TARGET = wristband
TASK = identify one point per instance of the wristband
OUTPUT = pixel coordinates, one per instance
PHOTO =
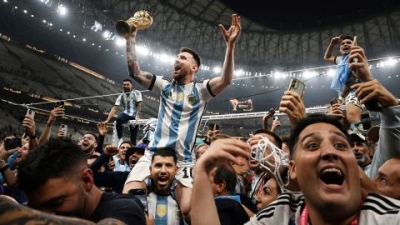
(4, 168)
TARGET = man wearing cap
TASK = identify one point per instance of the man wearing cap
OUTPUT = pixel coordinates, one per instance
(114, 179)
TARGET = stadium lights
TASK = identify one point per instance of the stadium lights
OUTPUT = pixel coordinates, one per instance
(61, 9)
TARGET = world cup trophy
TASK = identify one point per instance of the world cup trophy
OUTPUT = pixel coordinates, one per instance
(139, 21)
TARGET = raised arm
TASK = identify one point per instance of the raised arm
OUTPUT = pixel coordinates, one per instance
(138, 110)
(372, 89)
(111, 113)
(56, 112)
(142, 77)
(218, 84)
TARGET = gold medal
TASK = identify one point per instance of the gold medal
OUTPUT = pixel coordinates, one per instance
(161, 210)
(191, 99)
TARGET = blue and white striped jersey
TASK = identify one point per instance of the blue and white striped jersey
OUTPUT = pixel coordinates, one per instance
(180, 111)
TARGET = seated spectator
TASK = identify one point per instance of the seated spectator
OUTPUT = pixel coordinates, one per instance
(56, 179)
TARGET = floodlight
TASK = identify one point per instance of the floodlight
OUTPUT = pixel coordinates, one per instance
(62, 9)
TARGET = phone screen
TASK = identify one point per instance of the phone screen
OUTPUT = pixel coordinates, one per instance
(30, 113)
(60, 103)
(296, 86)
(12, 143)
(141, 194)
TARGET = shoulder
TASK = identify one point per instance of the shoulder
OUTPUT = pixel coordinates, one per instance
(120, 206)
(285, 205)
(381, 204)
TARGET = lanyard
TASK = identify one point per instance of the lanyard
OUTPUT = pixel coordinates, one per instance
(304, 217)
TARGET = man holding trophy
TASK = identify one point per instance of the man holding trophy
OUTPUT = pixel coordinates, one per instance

******

# YOUR GOAL:
Write out again, exactly as they appear above, the lines from the one containing "TARGET = lanyard" to the final line, and only those.

# EXERCISE ANSWER:
TARGET = lanyard
TASK = identify one point per instance of the lanyard
OUTPUT = pixel coordinates, one per instance
(304, 217)
TARGET = man holding trophy
TASK = identify one point per instance of the man holding trophy
OUTPUT = pixel coordinates, one per instance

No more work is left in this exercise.